***** Data to use

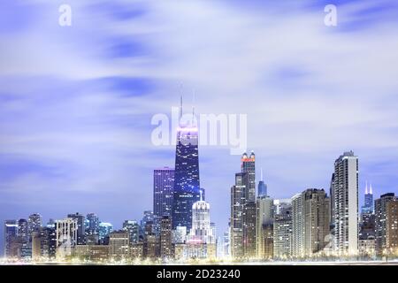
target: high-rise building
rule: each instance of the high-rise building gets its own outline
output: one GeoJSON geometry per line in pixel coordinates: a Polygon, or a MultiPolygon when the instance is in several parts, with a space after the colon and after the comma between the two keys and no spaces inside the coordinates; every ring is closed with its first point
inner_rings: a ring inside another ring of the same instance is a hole
{"type": "Polygon", "coordinates": [[[393,254],[398,252],[398,199],[386,206],[386,246],[393,254]]]}
{"type": "Polygon", "coordinates": [[[198,128],[191,124],[180,123],[177,129],[172,202],[173,229],[186,226],[188,231],[192,227],[192,205],[200,199],[198,128]]]}
{"type": "Polygon", "coordinates": [[[56,228],[47,226],[40,231],[41,255],[47,259],[52,259],[57,255],[57,233],[56,228]]]}
{"type": "Polygon", "coordinates": [[[268,192],[267,192],[267,184],[264,183],[264,179],[263,179],[263,169],[261,169],[261,178],[260,178],[260,181],[258,182],[258,197],[265,197],[268,196],[268,192]]]}
{"type": "Polygon", "coordinates": [[[77,220],[66,218],[56,221],[57,258],[72,256],[72,249],[77,244],[77,220]]]}
{"type": "Polygon", "coordinates": [[[362,206],[362,214],[371,214],[373,213],[373,189],[371,187],[368,190],[368,183],[366,182],[365,194],[364,194],[364,204],[362,206]]]}
{"type": "Polygon", "coordinates": [[[113,226],[109,222],[101,222],[99,224],[99,242],[101,245],[109,243],[109,234],[113,231],[113,226]]]}
{"type": "Polygon", "coordinates": [[[376,251],[376,218],[374,215],[373,203],[373,192],[371,185],[369,189],[368,183],[366,182],[364,204],[362,206],[359,223],[359,254],[362,256],[372,256],[376,251]]]}
{"type": "Polygon", "coordinates": [[[174,169],[164,167],[153,172],[153,212],[156,217],[172,216],[174,169]]]}
{"type": "Polygon", "coordinates": [[[241,156],[241,172],[249,174],[249,192],[248,192],[248,201],[256,201],[256,156],[252,151],[250,156],[245,152],[241,156]]]}
{"type": "Polygon", "coordinates": [[[210,204],[203,199],[202,192],[200,200],[192,207],[192,228],[189,241],[198,243],[215,243],[210,221],[210,204]]]}
{"type": "Polygon", "coordinates": [[[292,204],[290,200],[274,201],[276,206],[273,219],[273,256],[286,258],[292,256],[292,204]]]}
{"type": "Polygon", "coordinates": [[[78,224],[77,230],[77,244],[78,245],[85,245],[86,244],[86,231],[85,231],[85,220],[84,215],[80,214],[79,212],[68,214],[69,218],[75,219],[78,224]]]}
{"type": "MultiPolygon", "coordinates": [[[[396,205],[397,197],[394,193],[384,194],[380,198],[374,202],[375,217],[376,217],[376,251],[378,255],[382,255],[388,249],[392,248],[387,239],[394,239],[394,231],[397,229],[397,222],[394,223],[394,219],[397,218],[394,215],[394,207],[396,205]],[[393,203],[393,204],[390,204],[393,203]],[[387,214],[387,210],[389,214],[387,214]],[[390,234],[387,235],[387,231],[390,234]],[[391,235],[391,236],[390,236],[391,235]]],[[[396,213],[396,210],[395,210],[396,213]]],[[[396,234],[396,231],[395,231],[396,234]]],[[[394,242],[394,240],[391,243],[394,242]]],[[[394,245],[393,245],[394,246],[394,245]]]]}
{"type": "Polygon", "coordinates": [[[243,205],[243,253],[245,257],[256,256],[256,156],[245,152],[241,158],[242,173],[248,174],[249,183],[245,189],[243,205]]]}
{"type": "Polygon", "coordinates": [[[172,218],[166,215],[160,222],[160,256],[172,258],[172,218]]]}
{"type": "Polygon", "coordinates": [[[256,249],[259,258],[269,258],[265,244],[269,241],[266,233],[269,230],[269,225],[273,223],[273,200],[268,196],[258,196],[256,200],[257,217],[256,217],[256,249]]]}
{"type": "Polygon", "coordinates": [[[32,237],[32,233],[39,232],[42,227],[42,216],[39,213],[29,215],[27,218],[27,233],[29,237],[32,237]]]}
{"type": "Polygon", "coordinates": [[[27,220],[19,219],[18,220],[18,236],[20,240],[28,242],[29,241],[29,232],[27,229],[27,220]]]}
{"type": "Polygon", "coordinates": [[[302,193],[292,197],[292,256],[304,256],[305,211],[302,193]]]}
{"type": "Polygon", "coordinates": [[[292,199],[293,256],[312,256],[325,247],[330,198],[323,189],[309,188],[292,199]]]}
{"type": "Polygon", "coordinates": [[[40,241],[40,232],[34,232],[32,233],[32,259],[34,261],[37,261],[40,260],[41,256],[42,246],[40,241]]]}
{"type": "Polygon", "coordinates": [[[110,233],[109,252],[113,258],[128,257],[130,256],[130,234],[126,231],[110,233]]]}
{"type": "Polygon", "coordinates": [[[358,157],[345,152],[334,162],[332,189],[336,252],[358,254],[358,157]]]}
{"type": "Polygon", "coordinates": [[[32,256],[32,235],[29,234],[27,219],[18,220],[18,246],[21,258],[28,259],[32,256]]]}
{"type": "MultiPolygon", "coordinates": [[[[141,222],[140,222],[140,236],[142,237],[142,238],[145,236],[145,227],[147,226],[147,223],[148,222],[150,222],[152,226],[154,225],[155,216],[154,216],[152,210],[145,210],[145,211],[143,211],[143,217],[142,217],[142,219],[141,219],[141,222]]],[[[154,231],[154,233],[156,231],[154,231]]]]}
{"type": "Polygon", "coordinates": [[[134,244],[140,241],[140,226],[135,220],[125,220],[123,230],[130,234],[130,243],[134,244]]]}
{"type": "Polygon", "coordinates": [[[96,213],[88,213],[86,216],[86,233],[97,235],[99,233],[100,220],[96,213]]]}
{"type": "Polygon", "coordinates": [[[243,213],[248,187],[249,174],[236,173],[235,185],[231,187],[230,218],[231,256],[235,258],[244,256],[243,213]]]}
{"type": "Polygon", "coordinates": [[[4,222],[4,256],[19,256],[18,250],[18,222],[17,220],[5,220],[4,222]]]}
{"type": "Polygon", "coordinates": [[[256,203],[246,202],[243,207],[243,250],[245,257],[253,258],[256,252],[256,203]]]}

**********

▶ _What you have to do_
Arrange every line of the records above as a Markdown table with two columns, No. and Line, numbering the rows and skipping blank lines. Leave the pictures out.

▶ _Complete response_
| No. | Line |
|---|---|
| 1 | target: high-rise building |
| 2 | rule: each instance of the high-rise building gets its own outline |
| 3 | output: one GeoJSON geometry per line in pixel coordinates: a Polygon, or a MultiPolygon when the instance is in several parts, with a space after the colon and after the comma between the two keys and no spaces inside the coordinates; every ring is closed with its first point |
| 4 | inner_rings: a ring inside another ring of the same instance is a hole |
| 5 | {"type": "Polygon", "coordinates": [[[393,254],[398,252],[398,199],[386,206],[386,246],[393,254]]]} |
| 6 | {"type": "Polygon", "coordinates": [[[198,128],[191,124],[180,123],[177,129],[172,202],[173,229],[186,226],[188,231],[192,227],[192,205],[200,199],[198,128]]]} |
| 7 | {"type": "Polygon", "coordinates": [[[56,228],[47,226],[40,231],[41,255],[47,259],[52,259],[57,255],[57,233],[56,228]]]} |
| 8 | {"type": "Polygon", "coordinates": [[[268,192],[267,192],[267,184],[264,183],[264,179],[263,179],[263,169],[261,169],[261,178],[260,178],[260,181],[258,182],[258,197],[265,197],[268,196],[268,192]]]} |
| 9 | {"type": "Polygon", "coordinates": [[[77,220],[66,218],[56,221],[57,258],[72,256],[72,249],[77,244],[77,220]]]} |
| 10 | {"type": "Polygon", "coordinates": [[[362,206],[362,214],[371,214],[373,213],[373,189],[371,187],[368,190],[368,183],[366,182],[365,194],[364,194],[364,204],[362,206]]]} |
| 11 | {"type": "Polygon", "coordinates": [[[113,226],[109,222],[101,222],[99,224],[99,242],[101,245],[109,243],[109,234],[113,231],[113,226]]]} |
| 12 | {"type": "Polygon", "coordinates": [[[376,251],[376,218],[374,215],[373,203],[373,192],[371,185],[369,189],[368,183],[366,182],[364,204],[362,206],[359,223],[359,254],[362,256],[372,256],[376,251]]]} |
| 13 | {"type": "Polygon", "coordinates": [[[174,169],[164,167],[153,172],[153,212],[156,217],[172,216],[174,169]]]} |
| 14 | {"type": "Polygon", "coordinates": [[[241,156],[241,172],[249,174],[249,192],[248,192],[248,201],[256,201],[256,156],[252,151],[250,156],[245,152],[241,156]]]} |
| 15 | {"type": "Polygon", "coordinates": [[[210,204],[203,199],[202,192],[200,200],[192,207],[192,228],[189,241],[198,243],[215,243],[210,221],[210,204]]]} |
| 16 | {"type": "Polygon", "coordinates": [[[292,204],[290,200],[274,201],[276,206],[273,219],[273,256],[286,258],[292,256],[292,204]]]} |
| 17 | {"type": "Polygon", "coordinates": [[[78,224],[77,230],[77,244],[78,245],[85,245],[86,244],[86,231],[85,231],[85,220],[84,215],[80,214],[79,212],[68,214],[69,218],[75,219],[78,224]]]} |
| 18 | {"type": "MultiPolygon", "coordinates": [[[[396,205],[397,197],[394,193],[384,194],[380,198],[374,202],[375,217],[376,217],[376,251],[378,255],[382,255],[388,249],[392,248],[387,239],[394,239],[394,231],[397,229],[397,222],[394,223],[394,219],[397,218],[394,215],[394,207],[396,205]],[[393,203],[393,204],[390,204],[393,203]],[[387,214],[387,210],[389,214],[387,214]],[[390,234],[387,235],[387,231],[390,234]],[[391,235],[391,236],[390,236],[391,235]]],[[[396,213],[396,210],[395,210],[396,213]]],[[[396,234],[396,231],[395,231],[396,234]]],[[[394,242],[394,240],[391,243],[394,242]]],[[[394,245],[393,245],[394,246],[394,245]]]]} |
| 19 | {"type": "Polygon", "coordinates": [[[243,205],[243,253],[245,257],[256,256],[256,156],[245,152],[241,158],[242,173],[248,174],[249,183],[245,189],[243,205]]]} |
| 20 | {"type": "Polygon", "coordinates": [[[172,218],[166,215],[160,222],[160,256],[172,258],[172,218]]]} |
| 21 | {"type": "Polygon", "coordinates": [[[256,249],[259,258],[269,258],[265,244],[269,241],[266,233],[269,230],[269,225],[273,223],[273,200],[268,196],[258,196],[256,200],[257,217],[256,217],[256,249]]]} |
| 22 | {"type": "Polygon", "coordinates": [[[32,237],[32,233],[39,232],[42,227],[42,216],[39,213],[29,215],[27,218],[27,233],[29,237],[32,237]]]} |
| 23 | {"type": "Polygon", "coordinates": [[[27,220],[19,219],[18,220],[18,236],[20,240],[28,242],[29,241],[29,232],[27,229],[27,220]]]} |
| 24 | {"type": "Polygon", "coordinates": [[[302,193],[292,197],[292,256],[304,256],[305,211],[302,193]]]} |
| 25 | {"type": "Polygon", "coordinates": [[[292,199],[293,256],[312,256],[325,247],[330,198],[323,189],[309,188],[292,199]]]} |
| 26 | {"type": "Polygon", "coordinates": [[[40,241],[40,232],[34,232],[32,233],[32,259],[34,261],[37,261],[40,260],[41,256],[42,246],[40,241]]]} |
| 27 | {"type": "Polygon", "coordinates": [[[110,233],[109,252],[113,258],[128,257],[130,256],[130,234],[126,231],[110,233]]]} |
| 28 | {"type": "Polygon", "coordinates": [[[358,157],[345,152],[334,162],[332,189],[336,252],[358,254],[358,157]]]} |
| 29 | {"type": "Polygon", "coordinates": [[[32,256],[32,235],[29,234],[27,219],[18,220],[18,246],[21,258],[28,259],[32,256]]]} |
| 30 | {"type": "MultiPolygon", "coordinates": [[[[141,222],[140,222],[140,236],[142,237],[142,238],[145,236],[145,227],[147,226],[147,223],[148,222],[150,222],[152,226],[154,225],[155,216],[154,216],[152,210],[145,210],[145,211],[143,211],[143,217],[142,217],[142,219],[141,219],[141,222]]],[[[154,231],[154,233],[156,231],[154,231]]]]} |
| 31 | {"type": "Polygon", "coordinates": [[[134,244],[140,241],[140,226],[135,220],[125,220],[123,230],[130,234],[130,243],[134,244]]]} |
| 32 | {"type": "Polygon", "coordinates": [[[96,213],[88,213],[86,216],[86,233],[97,235],[99,233],[100,220],[96,213]]]} |
| 33 | {"type": "Polygon", "coordinates": [[[243,213],[248,187],[249,174],[236,173],[235,185],[231,187],[230,218],[231,256],[235,258],[244,256],[243,213]]]} |
| 34 | {"type": "Polygon", "coordinates": [[[4,222],[4,256],[19,256],[18,250],[18,222],[17,220],[5,220],[4,222]]]} |
| 35 | {"type": "Polygon", "coordinates": [[[256,203],[246,202],[243,207],[243,250],[245,257],[253,258],[256,252],[256,203]]]} |